— Start —
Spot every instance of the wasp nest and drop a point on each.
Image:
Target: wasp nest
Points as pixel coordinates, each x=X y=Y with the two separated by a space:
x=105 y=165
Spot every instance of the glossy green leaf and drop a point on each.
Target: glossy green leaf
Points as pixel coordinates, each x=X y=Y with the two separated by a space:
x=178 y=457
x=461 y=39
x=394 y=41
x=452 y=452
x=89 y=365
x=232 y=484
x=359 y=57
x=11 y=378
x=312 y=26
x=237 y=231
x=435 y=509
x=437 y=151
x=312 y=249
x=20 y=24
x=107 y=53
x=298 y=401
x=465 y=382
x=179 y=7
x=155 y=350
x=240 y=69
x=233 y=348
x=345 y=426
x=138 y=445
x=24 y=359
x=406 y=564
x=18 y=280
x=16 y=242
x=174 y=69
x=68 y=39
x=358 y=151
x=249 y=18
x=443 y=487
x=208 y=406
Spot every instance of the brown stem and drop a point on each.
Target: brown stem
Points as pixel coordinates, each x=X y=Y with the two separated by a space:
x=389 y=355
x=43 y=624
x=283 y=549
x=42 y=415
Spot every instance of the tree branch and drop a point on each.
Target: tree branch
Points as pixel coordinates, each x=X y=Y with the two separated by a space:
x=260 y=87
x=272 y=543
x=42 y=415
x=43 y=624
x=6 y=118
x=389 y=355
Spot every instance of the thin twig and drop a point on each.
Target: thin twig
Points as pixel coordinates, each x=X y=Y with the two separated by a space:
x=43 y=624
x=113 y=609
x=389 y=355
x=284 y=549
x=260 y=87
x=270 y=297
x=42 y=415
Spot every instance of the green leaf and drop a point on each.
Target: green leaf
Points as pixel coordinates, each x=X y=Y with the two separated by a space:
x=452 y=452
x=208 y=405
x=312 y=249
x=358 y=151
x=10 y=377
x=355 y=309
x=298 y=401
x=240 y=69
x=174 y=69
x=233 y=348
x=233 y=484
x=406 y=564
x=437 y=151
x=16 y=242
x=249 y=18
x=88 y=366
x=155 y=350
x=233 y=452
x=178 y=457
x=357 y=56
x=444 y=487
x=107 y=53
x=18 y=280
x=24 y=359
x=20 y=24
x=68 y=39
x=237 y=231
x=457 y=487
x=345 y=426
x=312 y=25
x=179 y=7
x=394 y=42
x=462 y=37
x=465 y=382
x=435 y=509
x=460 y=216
— End —
**The problem**.
Can you write out again every line from the one containing "Spot every instance of the tree" through the end of the records, requests included, with each coordinate in the answers multiplied by 2.45 and rounded to a whole number (halves round up)?

**Complete response**.
Spot every instance of the tree branch and drop a point on each.
Target: tree branch
Points as pixel coordinates, each x=X y=Y with the two separated by a space:
x=637 y=213
x=666 y=1330
x=103 y=1017
x=105 y=1529
x=15 y=289
x=953 y=870
Spot every instance of the thin twig and drop a point on each.
Target: thin twig
Points as pixel coordinates, each x=X y=Y with the two separated by a space:
x=105 y=1529
x=277 y=1492
x=953 y=870
x=696 y=1345
x=637 y=213
x=662 y=728
x=103 y=1017
Spot every instance of the green leaf and drop a point on each.
Target: green leaf
Points as pixel coordinates, each x=X y=Y with the two separated by a space:
x=1107 y=1107
x=510 y=992
x=764 y=610
x=877 y=370
x=25 y=924
x=870 y=757
x=730 y=982
x=588 y=169
x=426 y=169
x=571 y=853
x=571 y=1186
x=995 y=1382
x=1071 y=370
x=39 y=593
x=610 y=44
x=216 y=897
x=380 y=858
x=571 y=1107
x=436 y=1120
x=875 y=137
x=1088 y=1193
x=262 y=130
x=44 y=686
x=59 y=880
x=49 y=59
x=167 y=96
x=581 y=566
x=1120 y=1193
x=845 y=1044
x=764 y=61
x=439 y=17
x=965 y=103
x=1132 y=91
x=1139 y=936
x=1066 y=1247
x=1127 y=529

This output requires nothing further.